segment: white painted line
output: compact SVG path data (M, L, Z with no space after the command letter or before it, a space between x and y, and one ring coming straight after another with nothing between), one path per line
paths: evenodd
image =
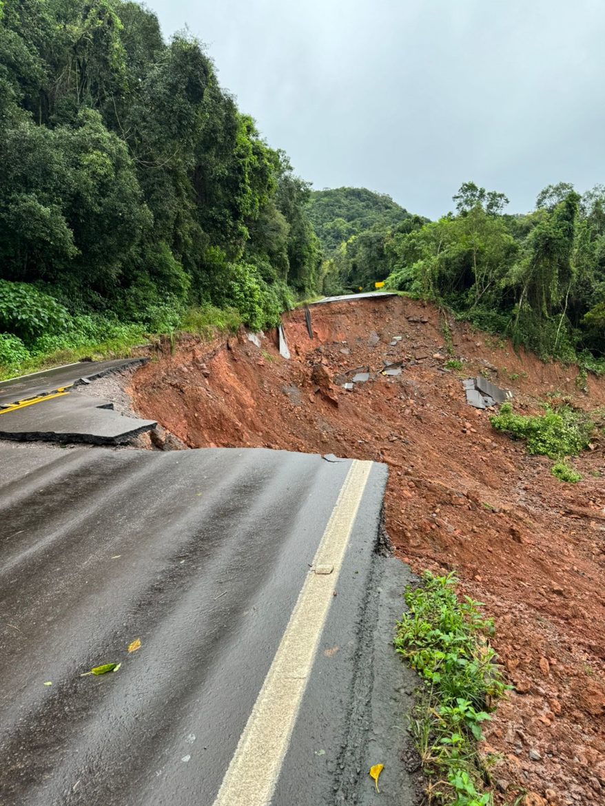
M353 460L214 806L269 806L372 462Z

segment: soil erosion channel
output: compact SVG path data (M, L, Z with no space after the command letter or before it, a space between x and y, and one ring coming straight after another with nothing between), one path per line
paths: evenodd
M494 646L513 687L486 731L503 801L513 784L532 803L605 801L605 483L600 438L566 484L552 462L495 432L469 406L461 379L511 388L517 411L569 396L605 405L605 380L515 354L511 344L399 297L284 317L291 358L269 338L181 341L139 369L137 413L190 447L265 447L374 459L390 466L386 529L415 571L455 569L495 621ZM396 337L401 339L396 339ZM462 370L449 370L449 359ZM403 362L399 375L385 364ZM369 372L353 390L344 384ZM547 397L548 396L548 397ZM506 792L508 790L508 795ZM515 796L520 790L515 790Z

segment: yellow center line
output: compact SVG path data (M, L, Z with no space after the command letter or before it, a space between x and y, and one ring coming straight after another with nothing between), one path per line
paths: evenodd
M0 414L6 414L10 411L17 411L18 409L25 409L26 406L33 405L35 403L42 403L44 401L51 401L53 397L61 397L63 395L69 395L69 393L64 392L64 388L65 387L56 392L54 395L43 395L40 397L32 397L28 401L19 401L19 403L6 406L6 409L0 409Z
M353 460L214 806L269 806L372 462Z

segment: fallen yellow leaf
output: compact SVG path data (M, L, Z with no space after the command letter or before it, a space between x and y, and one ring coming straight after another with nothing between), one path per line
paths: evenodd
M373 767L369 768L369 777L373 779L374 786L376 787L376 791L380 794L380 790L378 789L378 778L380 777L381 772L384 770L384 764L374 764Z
● ● ●
### Set exercise:
Please reproduce all of the material above line for line, leaving out the picture.

### Exercise output:
segment: white painted line
output: compact SVG path data (M, L, Z with no space after the command letter or before it, a space between x and y, and one ring coming straight after another with nothing between), one path per line
paths: evenodd
image =
M353 460L214 806L269 806L372 462Z

segment: soil erosion channel
output: compact SVG path data (M, L, Z with no space after the command letter or before it, a space between x and y, and one ring coming straight after another with nothing between), one path per line
paths: evenodd
M494 646L513 687L486 731L503 801L513 784L532 803L605 801L605 483L600 438L566 484L552 462L495 432L469 406L461 379L511 388L517 411L569 396L605 405L605 380L515 354L511 344L399 297L284 317L291 358L269 338L181 341L139 369L137 413L190 447L265 447L374 459L390 466L386 529L415 571L455 569L495 621ZM396 337L401 339L396 339ZM462 370L449 370L449 359ZM403 362L399 375L385 364ZM369 372L353 390L344 384ZM547 397L548 396L548 397ZM506 792L508 790L508 795ZM515 796L520 790L515 790Z

segment: yellow center line
output: compact SVG path data (M, L, Z with no space after the command letter or before it, a space between x and y, and one ring coming straight after another with nothing between), one path per line
paths: evenodd
M0 414L6 414L10 411L17 411L18 409L25 409L26 406L33 405L35 403L42 403L44 401L51 401L53 397L61 397L63 395L69 395L69 393L64 392L64 388L65 387L56 392L54 395L43 395L40 397L32 397L28 401L19 401L19 403L6 406L6 409L0 409Z
M353 460L214 806L269 806L372 462Z

segment: fallen yellow leaf
output: compact SVG path data (M, L, Z with no space after the command letter or before it, a space between x and y, and one ring coming straight after another with nothing between), one path per line
paths: evenodd
M373 767L369 768L369 777L373 779L374 786L376 787L376 791L380 794L380 790L378 789L378 778L380 777L381 772L384 770L384 764L374 764Z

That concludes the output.